**Do this:** Render the data below as a numbered list with one line per item, leaving out blank lines and any pictures.

[start of Task data]

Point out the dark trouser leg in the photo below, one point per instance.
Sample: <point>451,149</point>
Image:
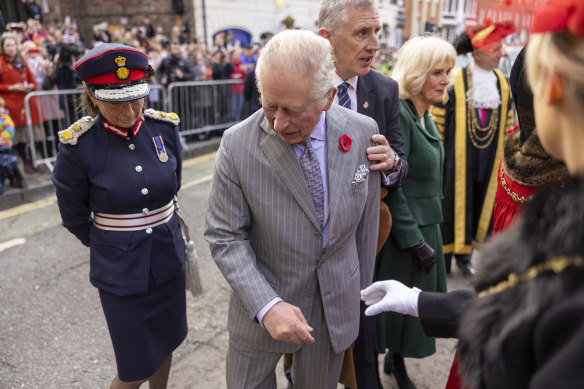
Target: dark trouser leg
<point>364,355</point>
<point>448,262</point>
<point>400,373</point>
<point>463,263</point>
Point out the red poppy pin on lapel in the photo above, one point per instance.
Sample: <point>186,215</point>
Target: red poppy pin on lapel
<point>345,143</point>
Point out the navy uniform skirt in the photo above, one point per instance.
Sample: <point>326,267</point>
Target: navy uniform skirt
<point>146,328</point>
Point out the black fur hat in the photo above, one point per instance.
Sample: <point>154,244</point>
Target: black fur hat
<point>523,97</point>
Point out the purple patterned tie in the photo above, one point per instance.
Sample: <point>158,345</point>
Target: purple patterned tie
<point>311,169</point>
<point>343,93</point>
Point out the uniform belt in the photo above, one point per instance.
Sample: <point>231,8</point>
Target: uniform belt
<point>134,221</point>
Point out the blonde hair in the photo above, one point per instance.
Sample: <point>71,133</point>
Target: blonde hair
<point>564,53</point>
<point>299,52</point>
<point>416,58</point>
<point>16,39</point>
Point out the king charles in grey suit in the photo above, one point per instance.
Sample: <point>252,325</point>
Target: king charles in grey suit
<point>295,272</point>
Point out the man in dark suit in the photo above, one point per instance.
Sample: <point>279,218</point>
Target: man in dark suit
<point>352,29</point>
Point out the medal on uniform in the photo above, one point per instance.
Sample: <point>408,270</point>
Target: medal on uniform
<point>159,147</point>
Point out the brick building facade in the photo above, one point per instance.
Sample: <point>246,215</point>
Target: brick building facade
<point>166,13</point>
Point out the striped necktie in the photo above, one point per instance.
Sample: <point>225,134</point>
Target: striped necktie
<point>343,93</point>
<point>312,174</point>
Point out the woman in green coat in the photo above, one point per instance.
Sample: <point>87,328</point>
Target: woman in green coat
<point>413,252</point>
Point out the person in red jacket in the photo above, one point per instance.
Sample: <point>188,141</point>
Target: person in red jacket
<point>525,166</point>
<point>16,80</point>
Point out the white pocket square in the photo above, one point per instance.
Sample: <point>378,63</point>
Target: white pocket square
<point>360,175</point>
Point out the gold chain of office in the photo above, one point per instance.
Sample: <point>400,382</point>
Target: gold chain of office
<point>514,196</point>
<point>481,137</point>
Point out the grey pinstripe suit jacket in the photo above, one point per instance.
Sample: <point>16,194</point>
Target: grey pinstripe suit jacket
<point>265,237</point>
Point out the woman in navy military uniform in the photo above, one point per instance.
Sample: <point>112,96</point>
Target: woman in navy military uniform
<point>116,177</point>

[end of Task data]

**Solution for this task:**
1. Point out the dark trouser leg in the photo below, one point per instance.
2. Sample: <point>451,149</point>
3. Image:
4. Target: dark trouser leg
5. <point>364,355</point>
6. <point>448,262</point>
7. <point>400,373</point>
8. <point>463,263</point>
9. Point out the red poppy pin on lapel in the photo above, one point per instance.
10. Sample: <point>186,215</point>
11. Target: red poppy pin on lapel
12. <point>345,143</point>
13. Point out the navy uniform skirt in the photo above, one point per instance.
14. Sample: <point>326,267</point>
15. Target: navy uniform skirt
16. <point>146,328</point>
17. Point out the black fur hat in the photo above, one point per instance.
18. Sample: <point>154,244</point>
19. Target: black fur hat
20. <point>523,97</point>
21. Point out the purple patterned tie in the photo above, one point per instance.
22. Sample: <point>158,345</point>
23. Target: purple patterned tie
24. <point>311,169</point>
25. <point>343,93</point>
26. Point out the uniform belt in the photo above, one point per instance.
27. Sample: <point>231,8</point>
28. Target: uniform belt
29. <point>134,221</point>
30. Point out the blonde hair in the photo above, one point per instance.
31. Sample: <point>71,133</point>
32. Target: blonde hair
33. <point>564,53</point>
34. <point>299,52</point>
35. <point>416,58</point>
36. <point>16,39</point>
37. Point out the king charles in grey suit in the photo above, one point per instance.
38. Sample: <point>252,325</point>
39. Target: king charles in grey suit
40. <point>295,272</point>
41. Point out the man in dark suit in the photo above, one point per instance.
42. Sample: <point>279,218</point>
43. Target: man in dark suit
44. <point>352,29</point>
45. Point out the medal on uniform in the photo above, one point per instance.
46. Sample: <point>408,270</point>
47. Target: medal on uniform
48. <point>159,147</point>
49. Point out the brick building facade in the photo above, one point per instance.
50. Sample: <point>246,215</point>
51. Target: brick building facade
52. <point>166,13</point>
53. Point out the striped necktie in the photo above, one point per instance.
54. Sample: <point>225,134</point>
55. Target: striped necktie
56. <point>343,93</point>
57. <point>312,174</point>
58. Point out the woman in green coat in the photo above, one point per instance.
59. Sample: <point>87,328</point>
60. Target: woman in green coat
61. <point>413,252</point>
62. Point out the person in red jacket in the photo above, one point per instance.
63. Sample: <point>188,141</point>
64. Target: person in red jacket
65. <point>525,166</point>
66. <point>16,80</point>
67. Point out the white pocket square in the photo above, one point per instance.
68. Sample: <point>378,63</point>
69. Target: white pocket square
70. <point>360,175</point>
71. Point out the gold chain of office in the photo above, one point per instance.
72. Sample: <point>400,382</point>
73. Target: gold chain of office
74. <point>514,196</point>
75. <point>481,137</point>
76. Point out the grey pinstripe suit jacket in the photo above, one point per instance.
77. Sample: <point>16,194</point>
78. Target: grey pinstripe suit jacket
79. <point>265,237</point>
80. Point out the woman in navy military uniform in the photo above, one point per instance.
81. Sample: <point>112,96</point>
82. Target: woman in navy military uniform
83. <point>116,177</point>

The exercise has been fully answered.